Exercise description
From the entries below, copy every line holding the word "tall".

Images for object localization
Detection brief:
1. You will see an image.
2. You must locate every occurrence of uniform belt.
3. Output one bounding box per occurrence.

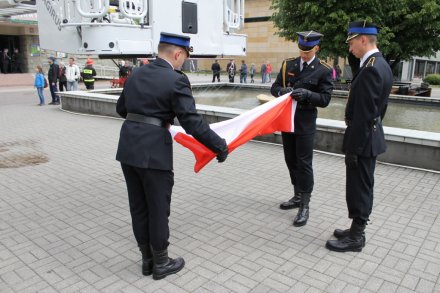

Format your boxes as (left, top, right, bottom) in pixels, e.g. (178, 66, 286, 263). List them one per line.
(126, 113, 166, 127)
(345, 116, 381, 127)
(296, 103, 315, 110)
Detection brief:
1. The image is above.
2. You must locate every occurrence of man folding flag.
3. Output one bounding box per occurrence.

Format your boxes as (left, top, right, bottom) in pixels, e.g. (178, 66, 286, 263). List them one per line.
(170, 93, 297, 172)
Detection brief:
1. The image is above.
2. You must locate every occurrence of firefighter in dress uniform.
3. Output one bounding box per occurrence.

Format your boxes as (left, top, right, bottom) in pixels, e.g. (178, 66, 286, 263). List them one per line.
(326, 21, 393, 252)
(271, 31, 333, 227)
(116, 32, 228, 280)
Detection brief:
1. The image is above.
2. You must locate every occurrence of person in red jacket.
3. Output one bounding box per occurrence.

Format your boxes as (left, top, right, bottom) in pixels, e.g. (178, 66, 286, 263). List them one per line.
(266, 61, 273, 83)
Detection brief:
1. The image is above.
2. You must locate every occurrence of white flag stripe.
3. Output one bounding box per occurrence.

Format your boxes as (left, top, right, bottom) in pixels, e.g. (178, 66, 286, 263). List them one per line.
(170, 93, 294, 143)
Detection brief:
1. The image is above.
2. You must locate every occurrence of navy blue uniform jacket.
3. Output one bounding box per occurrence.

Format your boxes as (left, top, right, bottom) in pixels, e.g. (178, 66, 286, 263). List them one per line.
(343, 52, 393, 157)
(271, 57, 333, 134)
(116, 58, 226, 170)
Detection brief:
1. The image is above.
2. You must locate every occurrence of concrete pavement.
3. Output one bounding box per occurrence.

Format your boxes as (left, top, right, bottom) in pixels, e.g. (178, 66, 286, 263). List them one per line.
(0, 78, 440, 292)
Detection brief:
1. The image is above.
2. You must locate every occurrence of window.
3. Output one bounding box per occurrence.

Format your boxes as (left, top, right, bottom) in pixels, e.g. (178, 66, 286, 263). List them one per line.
(414, 60, 426, 79)
(426, 61, 436, 75)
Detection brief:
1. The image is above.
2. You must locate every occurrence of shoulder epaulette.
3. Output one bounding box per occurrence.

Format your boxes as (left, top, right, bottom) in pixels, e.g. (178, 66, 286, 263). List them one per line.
(284, 57, 297, 64)
(366, 57, 375, 67)
(174, 69, 186, 76)
(319, 60, 332, 70)
(174, 70, 191, 88)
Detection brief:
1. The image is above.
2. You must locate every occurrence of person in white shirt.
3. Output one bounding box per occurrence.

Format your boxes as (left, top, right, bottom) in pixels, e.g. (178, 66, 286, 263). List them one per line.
(65, 57, 80, 91)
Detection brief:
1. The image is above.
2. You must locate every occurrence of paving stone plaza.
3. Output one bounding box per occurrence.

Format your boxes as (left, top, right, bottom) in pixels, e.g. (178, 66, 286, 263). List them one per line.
(1, 76, 439, 292)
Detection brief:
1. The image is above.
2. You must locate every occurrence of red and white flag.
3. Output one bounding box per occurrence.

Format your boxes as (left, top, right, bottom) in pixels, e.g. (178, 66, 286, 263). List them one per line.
(170, 93, 297, 172)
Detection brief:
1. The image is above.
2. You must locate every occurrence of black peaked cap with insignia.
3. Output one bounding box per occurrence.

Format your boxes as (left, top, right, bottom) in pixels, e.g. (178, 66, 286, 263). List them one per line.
(346, 21, 380, 42)
(296, 30, 323, 52)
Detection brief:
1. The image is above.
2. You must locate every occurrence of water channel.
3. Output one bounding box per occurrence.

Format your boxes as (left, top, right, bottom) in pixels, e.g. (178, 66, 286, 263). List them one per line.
(192, 87, 440, 132)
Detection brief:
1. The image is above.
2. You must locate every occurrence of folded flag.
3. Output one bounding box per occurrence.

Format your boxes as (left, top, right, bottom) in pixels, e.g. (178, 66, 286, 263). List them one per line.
(169, 93, 297, 172)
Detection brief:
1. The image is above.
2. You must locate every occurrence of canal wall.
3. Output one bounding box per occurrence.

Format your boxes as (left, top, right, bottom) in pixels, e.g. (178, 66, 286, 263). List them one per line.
(59, 90, 440, 171)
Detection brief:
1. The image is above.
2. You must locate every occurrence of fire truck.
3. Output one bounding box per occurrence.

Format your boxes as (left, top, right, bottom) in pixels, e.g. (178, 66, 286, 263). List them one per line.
(33, 0, 247, 59)
(2, 0, 246, 86)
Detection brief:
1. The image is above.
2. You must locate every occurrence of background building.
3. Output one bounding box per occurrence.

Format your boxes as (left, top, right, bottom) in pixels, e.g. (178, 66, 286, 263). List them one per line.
(399, 52, 440, 82)
(198, 0, 300, 75)
(0, 11, 41, 73)
(1, 0, 439, 82)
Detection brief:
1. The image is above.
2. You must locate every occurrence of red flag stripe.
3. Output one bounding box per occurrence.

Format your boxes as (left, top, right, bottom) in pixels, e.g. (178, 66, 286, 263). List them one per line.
(171, 94, 296, 172)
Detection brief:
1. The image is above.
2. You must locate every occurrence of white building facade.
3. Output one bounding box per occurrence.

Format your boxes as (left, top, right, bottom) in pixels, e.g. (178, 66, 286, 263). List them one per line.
(400, 51, 440, 81)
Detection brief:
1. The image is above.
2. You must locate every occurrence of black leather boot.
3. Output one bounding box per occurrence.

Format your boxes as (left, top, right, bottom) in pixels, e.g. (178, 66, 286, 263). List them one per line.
(326, 221, 366, 252)
(279, 193, 301, 210)
(293, 193, 310, 227)
(334, 228, 366, 239)
(293, 203, 309, 226)
(138, 244, 153, 276)
(152, 248, 185, 280)
(333, 228, 350, 238)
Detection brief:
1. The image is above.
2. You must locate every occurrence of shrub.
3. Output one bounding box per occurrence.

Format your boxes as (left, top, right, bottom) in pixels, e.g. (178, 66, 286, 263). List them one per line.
(423, 74, 440, 85)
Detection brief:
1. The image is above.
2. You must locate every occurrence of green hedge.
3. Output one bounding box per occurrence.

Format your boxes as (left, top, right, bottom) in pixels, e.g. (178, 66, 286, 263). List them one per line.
(423, 74, 440, 85)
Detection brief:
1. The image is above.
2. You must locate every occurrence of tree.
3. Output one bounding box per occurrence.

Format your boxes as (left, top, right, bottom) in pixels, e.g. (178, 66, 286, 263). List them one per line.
(271, 0, 440, 72)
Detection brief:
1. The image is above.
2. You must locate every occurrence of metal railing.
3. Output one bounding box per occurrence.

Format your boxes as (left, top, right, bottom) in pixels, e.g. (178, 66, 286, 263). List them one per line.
(74, 0, 109, 18)
(223, 0, 244, 32)
(56, 0, 150, 27)
(119, 0, 148, 20)
(78, 64, 119, 78)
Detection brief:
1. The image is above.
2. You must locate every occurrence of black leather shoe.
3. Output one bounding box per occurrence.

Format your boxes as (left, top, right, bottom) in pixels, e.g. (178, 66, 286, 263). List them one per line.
(325, 236, 365, 252)
(293, 204, 309, 227)
(279, 195, 301, 210)
(138, 245, 153, 276)
(152, 249, 185, 280)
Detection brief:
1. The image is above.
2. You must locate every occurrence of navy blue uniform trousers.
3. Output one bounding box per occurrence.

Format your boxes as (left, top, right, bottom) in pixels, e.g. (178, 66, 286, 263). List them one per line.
(121, 163, 174, 251)
(281, 132, 314, 194)
(346, 156, 376, 221)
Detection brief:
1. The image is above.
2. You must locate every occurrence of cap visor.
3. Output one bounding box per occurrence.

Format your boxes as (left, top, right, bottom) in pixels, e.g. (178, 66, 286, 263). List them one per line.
(298, 44, 315, 52)
(185, 46, 194, 56)
(346, 34, 359, 43)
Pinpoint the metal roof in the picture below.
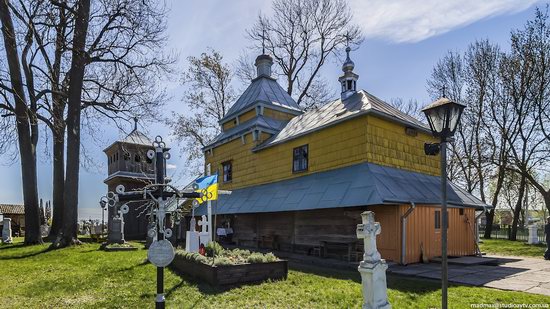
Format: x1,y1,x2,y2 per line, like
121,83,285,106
220,76,302,123
104,129,154,152
254,90,431,151
205,116,288,150
195,162,489,216
0,204,25,215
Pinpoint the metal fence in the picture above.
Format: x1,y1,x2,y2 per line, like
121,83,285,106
478,226,546,243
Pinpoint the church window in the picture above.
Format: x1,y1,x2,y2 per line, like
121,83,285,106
293,144,308,173
135,154,141,162
222,161,232,182
124,152,130,160
347,80,352,90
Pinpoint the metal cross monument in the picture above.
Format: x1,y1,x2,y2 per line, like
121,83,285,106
106,136,201,309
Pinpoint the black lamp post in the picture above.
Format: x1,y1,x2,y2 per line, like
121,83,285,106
422,97,465,309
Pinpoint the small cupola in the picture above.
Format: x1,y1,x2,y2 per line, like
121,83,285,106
255,54,273,78
338,46,359,100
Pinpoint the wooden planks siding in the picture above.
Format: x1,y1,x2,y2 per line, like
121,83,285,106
399,205,476,264
206,114,439,192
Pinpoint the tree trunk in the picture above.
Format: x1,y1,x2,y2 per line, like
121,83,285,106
48,128,65,239
0,0,42,245
54,0,91,247
509,175,526,241
483,209,495,239
483,161,506,239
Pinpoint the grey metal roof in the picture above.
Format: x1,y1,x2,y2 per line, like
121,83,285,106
205,116,288,150
121,130,153,147
254,90,431,151
195,162,489,215
220,76,302,123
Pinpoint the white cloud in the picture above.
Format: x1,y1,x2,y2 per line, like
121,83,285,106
166,164,177,170
350,0,541,43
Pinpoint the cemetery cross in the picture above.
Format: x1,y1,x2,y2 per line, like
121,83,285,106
107,136,200,309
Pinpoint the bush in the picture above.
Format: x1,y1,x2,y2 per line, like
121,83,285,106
205,241,224,257
175,246,280,266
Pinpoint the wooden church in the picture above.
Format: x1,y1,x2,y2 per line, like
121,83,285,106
195,48,488,264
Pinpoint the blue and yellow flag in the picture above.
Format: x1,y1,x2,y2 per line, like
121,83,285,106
195,175,218,203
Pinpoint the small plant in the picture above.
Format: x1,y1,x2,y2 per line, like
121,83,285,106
205,241,224,257
176,247,280,266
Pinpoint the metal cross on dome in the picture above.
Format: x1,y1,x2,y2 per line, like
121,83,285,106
105,135,201,309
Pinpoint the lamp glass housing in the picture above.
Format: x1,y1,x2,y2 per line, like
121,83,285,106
422,98,465,138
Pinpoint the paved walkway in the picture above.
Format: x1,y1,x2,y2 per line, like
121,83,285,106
388,255,550,296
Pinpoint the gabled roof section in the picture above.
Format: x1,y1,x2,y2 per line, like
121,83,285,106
194,162,489,216
253,90,431,151
220,76,302,124
204,115,288,150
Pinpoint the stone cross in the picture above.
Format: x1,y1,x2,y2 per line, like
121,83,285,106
357,211,382,263
198,215,208,233
356,211,391,309
2,218,12,244
189,217,196,232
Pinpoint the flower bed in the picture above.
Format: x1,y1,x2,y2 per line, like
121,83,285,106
172,244,287,286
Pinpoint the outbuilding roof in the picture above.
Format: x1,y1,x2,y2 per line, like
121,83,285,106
219,76,302,124
0,204,25,215
194,162,489,216
254,90,431,151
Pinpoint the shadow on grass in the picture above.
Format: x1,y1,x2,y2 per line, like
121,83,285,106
0,243,26,250
0,246,51,260
116,259,149,273
289,261,441,295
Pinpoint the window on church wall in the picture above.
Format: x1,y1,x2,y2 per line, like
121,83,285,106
222,161,232,182
346,80,352,90
135,154,141,162
292,144,308,173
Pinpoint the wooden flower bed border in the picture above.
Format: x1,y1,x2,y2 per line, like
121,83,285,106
171,255,288,286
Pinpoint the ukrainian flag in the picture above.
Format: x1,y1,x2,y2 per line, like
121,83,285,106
195,174,218,203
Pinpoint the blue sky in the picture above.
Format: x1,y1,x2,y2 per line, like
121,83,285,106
0,0,546,220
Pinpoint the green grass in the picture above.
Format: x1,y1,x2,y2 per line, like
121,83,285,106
479,238,547,258
1,238,549,308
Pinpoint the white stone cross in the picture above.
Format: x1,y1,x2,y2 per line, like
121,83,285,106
357,211,382,263
198,215,208,233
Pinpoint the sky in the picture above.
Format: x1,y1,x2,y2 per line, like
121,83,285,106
0,0,546,220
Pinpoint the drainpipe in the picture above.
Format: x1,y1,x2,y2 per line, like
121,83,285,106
400,202,416,265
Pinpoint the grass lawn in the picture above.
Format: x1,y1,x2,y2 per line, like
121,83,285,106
1,238,549,308
479,238,547,258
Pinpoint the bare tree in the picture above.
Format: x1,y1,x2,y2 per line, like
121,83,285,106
0,0,42,244
427,41,510,239
243,0,362,108
170,49,234,176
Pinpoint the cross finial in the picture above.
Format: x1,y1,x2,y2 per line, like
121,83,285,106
133,117,138,131
442,85,447,98
262,29,266,54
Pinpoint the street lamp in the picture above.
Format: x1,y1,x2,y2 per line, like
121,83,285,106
99,196,108,234
422,96,465,309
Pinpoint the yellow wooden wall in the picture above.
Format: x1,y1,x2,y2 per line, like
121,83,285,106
263,108,297,121
206,114,439,191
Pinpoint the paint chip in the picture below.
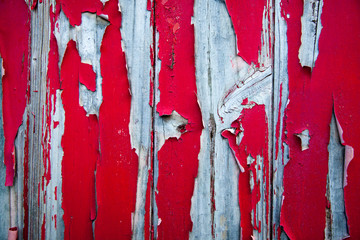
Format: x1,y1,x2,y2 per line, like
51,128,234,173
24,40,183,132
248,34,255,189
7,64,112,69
157,111,188,150
295,129,310,151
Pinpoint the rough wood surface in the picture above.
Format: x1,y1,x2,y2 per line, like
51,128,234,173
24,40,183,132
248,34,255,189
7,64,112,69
0,0,358,239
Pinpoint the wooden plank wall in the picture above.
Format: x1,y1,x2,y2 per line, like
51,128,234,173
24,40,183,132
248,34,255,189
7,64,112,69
0,0,359,239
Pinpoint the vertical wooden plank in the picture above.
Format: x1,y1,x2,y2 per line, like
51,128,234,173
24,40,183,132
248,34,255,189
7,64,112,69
0,57,10,239
216,0,274,239
28,2,51,239
152,0,203,239
192,0,241,239
117,1,152,239
325,114,348,239
276,0,360,239
272,0,289,238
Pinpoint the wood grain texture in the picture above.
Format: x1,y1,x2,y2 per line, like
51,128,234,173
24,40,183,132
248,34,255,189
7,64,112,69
0,0,359,239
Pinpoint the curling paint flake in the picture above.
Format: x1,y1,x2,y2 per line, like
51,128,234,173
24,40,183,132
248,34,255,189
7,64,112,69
154,0,203,238
95,0,138,238
280,0,360,239
0,0,30,186
222,103,269,240
60,40,99,240
225,0,266,65
327,1,360,238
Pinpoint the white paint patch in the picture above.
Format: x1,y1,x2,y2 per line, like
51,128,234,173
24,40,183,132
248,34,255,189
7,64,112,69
1,60,4,78
295,129,310,151
156,111,188,151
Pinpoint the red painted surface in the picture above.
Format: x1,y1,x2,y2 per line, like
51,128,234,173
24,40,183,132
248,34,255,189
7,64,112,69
280,0,360,239
0,0,30,186
61,40,99,240
155,0,203,239
145,1,155,237
321,0,360,238
41,214,46,240
95,1,138,237
79,63,96,92
222,103,269,239
0,0,357,239
225,0,266,65
59,0,102,26
279,1,330,238
30,0,38,10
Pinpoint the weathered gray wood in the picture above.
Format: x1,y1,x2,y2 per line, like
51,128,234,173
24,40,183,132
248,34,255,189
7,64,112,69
1,1,349,239
28,2,52,239
192,0,240,239
78,13,108,116
192,0,273,239
325,114,349,240
298,0,323,69
272,0,290,239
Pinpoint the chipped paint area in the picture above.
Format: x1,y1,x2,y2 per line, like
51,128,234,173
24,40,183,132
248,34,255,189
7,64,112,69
222,103,269,239
0,0,30,186
295,129,310,151
154,0,203,239
225,0,267,65
1,0,360,239
280,0,360,239
60,40,99,239
95,1,138,238
218,0,273,237
298,0,323,69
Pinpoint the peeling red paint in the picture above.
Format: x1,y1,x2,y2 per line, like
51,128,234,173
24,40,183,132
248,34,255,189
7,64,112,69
42,3,61,190
0,0,30,186
145,130,154,240
41,213,46,240
225,0,266,65
280,0,330,238
222,103,269,239
53,121,59,129
61,40,99,240
59,0,103,26
154,0,203,239
30,0,38,11
145,2,156,236
280,0,360,239
79,63,96,92
149,0,155,108
275,83,282,160
326,1,360,238
94,1,138,237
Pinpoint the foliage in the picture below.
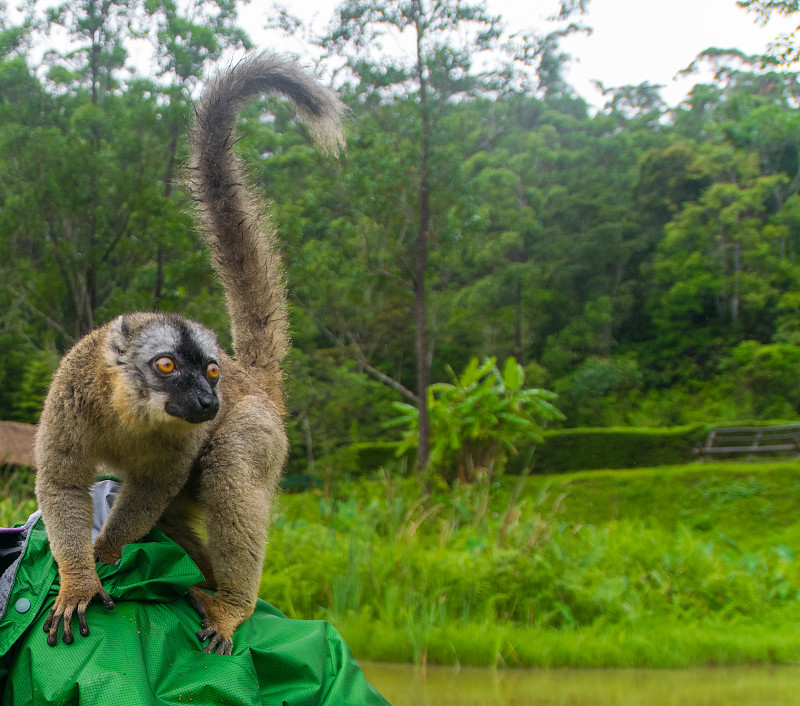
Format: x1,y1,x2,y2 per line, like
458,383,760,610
4,1,800,464
315,0,582,469
283,349,401,478
725,341,800,417
257,461,800,667
738,0,800,64
0,468,37,528
529,424,707,473
554,355,643,426
388,357,564,482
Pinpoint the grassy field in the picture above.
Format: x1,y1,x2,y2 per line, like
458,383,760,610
264,461,800,668
4,460,800,668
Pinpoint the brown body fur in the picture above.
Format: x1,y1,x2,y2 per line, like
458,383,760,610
33,54,344,655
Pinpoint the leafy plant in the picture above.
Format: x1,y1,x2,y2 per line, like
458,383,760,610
725,341,800,417
0,468,37,528
388,357,564,482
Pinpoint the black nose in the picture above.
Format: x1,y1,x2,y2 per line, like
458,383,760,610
195,393,219,420
164,395,219,423
198,393,218,410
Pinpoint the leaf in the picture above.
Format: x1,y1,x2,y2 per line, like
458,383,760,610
502,356,525,392
468,357,500,387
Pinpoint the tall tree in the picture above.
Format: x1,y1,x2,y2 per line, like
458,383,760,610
319,0,586,469
321,0,503,469
141,0,250,307
0,0,248,421
649,153,800,380
738,0,800,62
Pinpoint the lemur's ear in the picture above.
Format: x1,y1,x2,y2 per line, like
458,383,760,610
107,316,130,358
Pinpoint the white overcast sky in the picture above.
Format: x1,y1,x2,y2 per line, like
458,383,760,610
19,0,799,107
241,0,797,108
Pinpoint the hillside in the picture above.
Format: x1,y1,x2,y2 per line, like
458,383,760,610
259,460,800,667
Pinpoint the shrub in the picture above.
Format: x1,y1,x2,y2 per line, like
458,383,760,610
521,425,708,474
725,341,800,418
555,356,644,426
388,357,564,482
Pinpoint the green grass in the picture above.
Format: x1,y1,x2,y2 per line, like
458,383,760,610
0,466,37,527
520,462,800,550
262,460,800,667
337,613,800,668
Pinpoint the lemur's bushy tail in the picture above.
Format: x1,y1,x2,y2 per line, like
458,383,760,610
190,53,345,402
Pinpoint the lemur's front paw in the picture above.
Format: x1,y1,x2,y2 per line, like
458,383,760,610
44,574,115,646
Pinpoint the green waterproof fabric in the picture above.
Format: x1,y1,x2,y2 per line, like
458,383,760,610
0,518,390,706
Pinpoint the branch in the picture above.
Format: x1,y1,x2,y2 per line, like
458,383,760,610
293,293,419,404
345,331,419,403
367,262,414,290
357,220,414,290
7,285,76,346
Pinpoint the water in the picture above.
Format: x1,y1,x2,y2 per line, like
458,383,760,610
361,662,800,705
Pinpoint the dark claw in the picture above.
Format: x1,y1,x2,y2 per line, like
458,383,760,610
62,607,74,644
43,608,55,633
188,592,233,655
202,637,219,654
78,606,90,637
197,625,217,642
44,585,114,645
98,588,115,610
47,607,64,647
202,633,232,655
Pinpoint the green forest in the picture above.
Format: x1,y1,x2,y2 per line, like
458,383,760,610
3,0,800,471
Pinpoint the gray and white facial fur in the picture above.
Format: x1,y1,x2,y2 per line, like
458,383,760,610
105,313,221,426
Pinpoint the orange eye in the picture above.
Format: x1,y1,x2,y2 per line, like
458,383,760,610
206,362,220,381
154,357,175,375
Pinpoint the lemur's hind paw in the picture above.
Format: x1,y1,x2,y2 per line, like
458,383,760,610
186,586,235,655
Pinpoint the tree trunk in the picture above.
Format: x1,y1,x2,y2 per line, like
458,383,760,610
414,9,431,471
514,280,524,363
732,238,740,325
155,119,180,309
302,414,315,476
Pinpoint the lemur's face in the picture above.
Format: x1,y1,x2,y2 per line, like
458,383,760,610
106,314,221,427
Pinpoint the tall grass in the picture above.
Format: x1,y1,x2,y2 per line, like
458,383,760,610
262,463,800,667
0,466,37,527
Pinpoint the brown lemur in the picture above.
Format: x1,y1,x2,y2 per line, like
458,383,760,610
33,54,345,656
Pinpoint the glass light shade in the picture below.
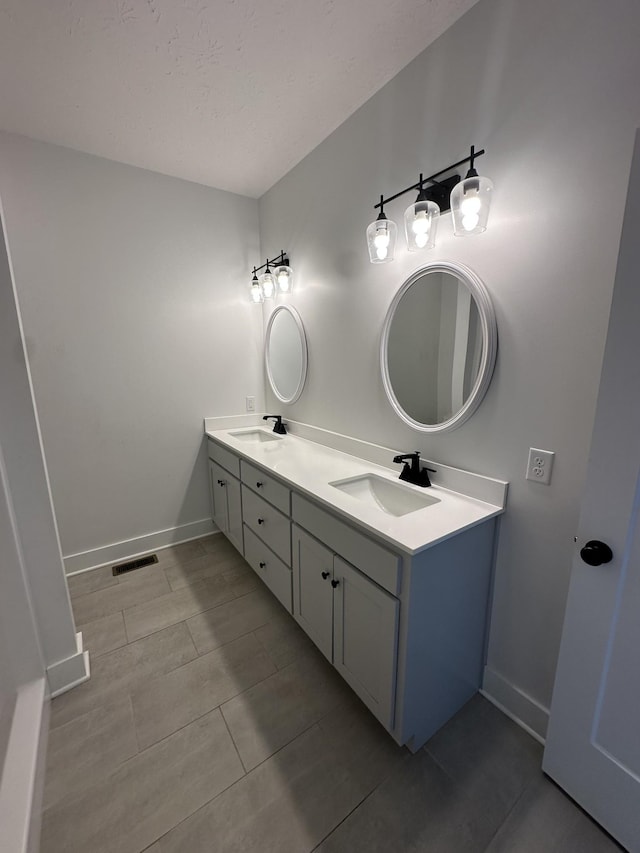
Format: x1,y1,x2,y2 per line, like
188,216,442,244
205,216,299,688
450,174,493,235
260,270,275,298
404,199,440,251
366,216,397,264
275,264,293,293
250,280,264,303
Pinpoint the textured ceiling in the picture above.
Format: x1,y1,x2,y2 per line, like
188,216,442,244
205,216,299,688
0,0,479,197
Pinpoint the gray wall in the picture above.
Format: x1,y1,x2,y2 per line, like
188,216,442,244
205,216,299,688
0,133,262,564
259,0,640,724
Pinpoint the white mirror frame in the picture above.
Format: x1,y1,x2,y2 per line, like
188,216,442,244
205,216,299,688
380,261,498,434
265,304,308,404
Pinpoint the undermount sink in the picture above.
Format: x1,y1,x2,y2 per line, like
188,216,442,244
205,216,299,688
329,473,440,517
229,429,283,443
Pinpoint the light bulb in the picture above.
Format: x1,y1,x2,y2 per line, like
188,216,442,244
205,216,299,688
374,225,390,250
250,283,263,303
277,271,290,292
414,231,429,248
261,273,274,298
376,244,388,260
460,194,481,216
412,211,430,235
462,213,480,232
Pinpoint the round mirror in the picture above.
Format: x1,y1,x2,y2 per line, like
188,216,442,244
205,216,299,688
381,262,497,433
265,305,308,404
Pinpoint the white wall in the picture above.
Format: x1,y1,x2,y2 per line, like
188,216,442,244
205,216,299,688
258,0,640,729
0,133,263,568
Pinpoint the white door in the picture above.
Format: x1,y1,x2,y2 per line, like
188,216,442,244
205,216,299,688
542,130,640,851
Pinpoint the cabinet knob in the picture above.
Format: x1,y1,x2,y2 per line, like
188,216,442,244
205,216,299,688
580,540,613,566
331,579,340,588
217,479,226,486
258,517,265,525
259,561,266,569
321,571,330,580
256,481,263,488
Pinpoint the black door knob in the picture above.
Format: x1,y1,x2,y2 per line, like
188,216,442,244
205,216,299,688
259,561,266,569
580,540,613,566
331,579,339,588
257,518,265,525
321,571,330,580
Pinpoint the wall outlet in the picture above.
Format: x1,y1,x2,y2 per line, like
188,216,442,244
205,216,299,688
526,448,555,485
245,396,256,412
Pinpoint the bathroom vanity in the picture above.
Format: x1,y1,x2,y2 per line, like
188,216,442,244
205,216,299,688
205,421,507,752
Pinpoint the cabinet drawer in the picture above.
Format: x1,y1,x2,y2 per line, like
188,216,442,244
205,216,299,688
242,486,291,565
244,525,292,612
240,460,291,515
207,439,240,478
292,494,401,596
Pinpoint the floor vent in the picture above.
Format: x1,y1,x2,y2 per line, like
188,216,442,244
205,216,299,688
112,554,158,576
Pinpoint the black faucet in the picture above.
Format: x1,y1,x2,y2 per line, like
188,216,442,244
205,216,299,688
263,414,287,435
392,452,436,488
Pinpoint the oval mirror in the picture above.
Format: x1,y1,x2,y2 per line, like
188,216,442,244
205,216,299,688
381,262,497,433
265,305,308,404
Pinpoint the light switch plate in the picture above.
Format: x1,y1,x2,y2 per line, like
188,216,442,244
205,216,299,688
526,448,554,484
245,396,256,412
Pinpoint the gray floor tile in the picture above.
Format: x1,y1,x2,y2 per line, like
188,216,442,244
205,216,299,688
424,694,543,831
186,587,279,655
131,632,277,750
123,574,247,643
154,539,206,569
158,720,399,853
222,562,260,597
485,774,623,853
72,565,171,626
41,708,244,853
254,607,318,669
66,566,118,599
50,622,197,728
44,695,138,809
80,611,128,657
221,645,352,771
164,550,245,591
316,747,498,853
200,533,232,555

Task answer
Pinpoint the tall tree in the picture above.
Pinpoint the tall grass in the picture above.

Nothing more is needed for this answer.